AGATHA CHRISTIE FRENTE A LA MÁQUINA DE ESCRIBIR

La romantización del instrumento del escritor dialoga palmo a palmo con el desarrollo de nuevas actividades laborales impulsadas por la implementación de la máquina. Actividades que han abierto o colaborado, de manera evidente, pero no por eso menos sorpresiva, con la emancipación de ciertos grupos sociales oprimidos, como el de las mujeres. La venta de máquinas de escribir en la primera mitad del XX deja a las claras que el trabajo de secretaria, de colaboradora o ayudante de diferentes figuras de poder constituyó la base para la aparición de trabajos no domésticos para las mujeres en un movimiento que parece hasta dialéctico: el hombre poderoso dicta, la mujer escribe, pero en su lugar de sometimiento va conociendo y perfeccionándose en una técnica que luego usará en contra del opresor en pos de emanciparse. Como bien dice Lyons, mal pagas, objeto de chistes y burlas, segregadas a finales del siglo XIX, ya para entrado el 1900, la mecanógrafa, pese a todo, había desplazado al hombre de su papel protagónico en el trabajo de oficina.

════════════════════

* **Consigna a**
Reporta, copiadas tal cual, todas las líneas del listado de abajo que contienen la cadena "nose".

════════════════════

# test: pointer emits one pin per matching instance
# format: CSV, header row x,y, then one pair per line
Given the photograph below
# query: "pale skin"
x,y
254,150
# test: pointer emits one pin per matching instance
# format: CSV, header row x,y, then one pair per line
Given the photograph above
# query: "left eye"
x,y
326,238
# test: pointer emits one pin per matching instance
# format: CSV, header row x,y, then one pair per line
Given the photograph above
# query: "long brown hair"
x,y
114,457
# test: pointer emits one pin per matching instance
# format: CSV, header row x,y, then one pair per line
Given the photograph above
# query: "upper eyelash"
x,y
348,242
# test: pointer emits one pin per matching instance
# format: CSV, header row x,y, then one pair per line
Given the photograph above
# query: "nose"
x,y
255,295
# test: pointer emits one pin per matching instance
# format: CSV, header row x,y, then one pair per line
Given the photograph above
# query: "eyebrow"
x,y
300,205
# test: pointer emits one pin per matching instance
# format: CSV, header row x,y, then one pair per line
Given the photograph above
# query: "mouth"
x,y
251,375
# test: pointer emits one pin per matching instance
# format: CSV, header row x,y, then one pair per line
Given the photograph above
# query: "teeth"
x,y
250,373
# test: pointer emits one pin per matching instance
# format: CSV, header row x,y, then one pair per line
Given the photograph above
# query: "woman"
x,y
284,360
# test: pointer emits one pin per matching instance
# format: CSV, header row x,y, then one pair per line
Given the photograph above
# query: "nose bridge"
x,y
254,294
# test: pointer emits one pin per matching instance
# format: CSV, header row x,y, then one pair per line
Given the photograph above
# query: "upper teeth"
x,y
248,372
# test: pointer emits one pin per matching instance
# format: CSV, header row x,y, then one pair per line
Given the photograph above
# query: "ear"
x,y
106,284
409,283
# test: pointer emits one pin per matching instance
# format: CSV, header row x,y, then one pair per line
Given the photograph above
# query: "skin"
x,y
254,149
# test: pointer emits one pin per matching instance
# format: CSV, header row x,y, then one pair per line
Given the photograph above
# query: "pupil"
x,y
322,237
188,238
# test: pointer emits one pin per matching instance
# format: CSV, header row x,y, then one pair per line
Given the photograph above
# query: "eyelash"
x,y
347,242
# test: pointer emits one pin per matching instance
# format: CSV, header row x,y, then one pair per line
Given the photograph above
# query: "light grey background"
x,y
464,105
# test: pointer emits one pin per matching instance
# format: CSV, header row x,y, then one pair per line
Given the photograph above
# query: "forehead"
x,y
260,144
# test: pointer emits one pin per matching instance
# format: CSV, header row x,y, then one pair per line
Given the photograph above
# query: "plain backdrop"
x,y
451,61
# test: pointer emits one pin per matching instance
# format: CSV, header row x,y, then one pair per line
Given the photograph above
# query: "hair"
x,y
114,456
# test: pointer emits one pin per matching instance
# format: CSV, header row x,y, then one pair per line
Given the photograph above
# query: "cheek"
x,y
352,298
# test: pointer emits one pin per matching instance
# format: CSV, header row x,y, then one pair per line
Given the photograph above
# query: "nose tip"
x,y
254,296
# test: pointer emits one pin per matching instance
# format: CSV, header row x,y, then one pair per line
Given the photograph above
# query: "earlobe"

════════════════════

* **Consigna b**
Según el fragmento sobre la máquina de escribir, ¿a quién había desplazado la mecanógrafa de su papel protagónico en el trabajo de oficina ya entrado el 1900?

* **Respuesta a**
# query: "nose"
# query: "nose bridge"
# query: "nose tip"

* **Respuesta b**
Al hombre.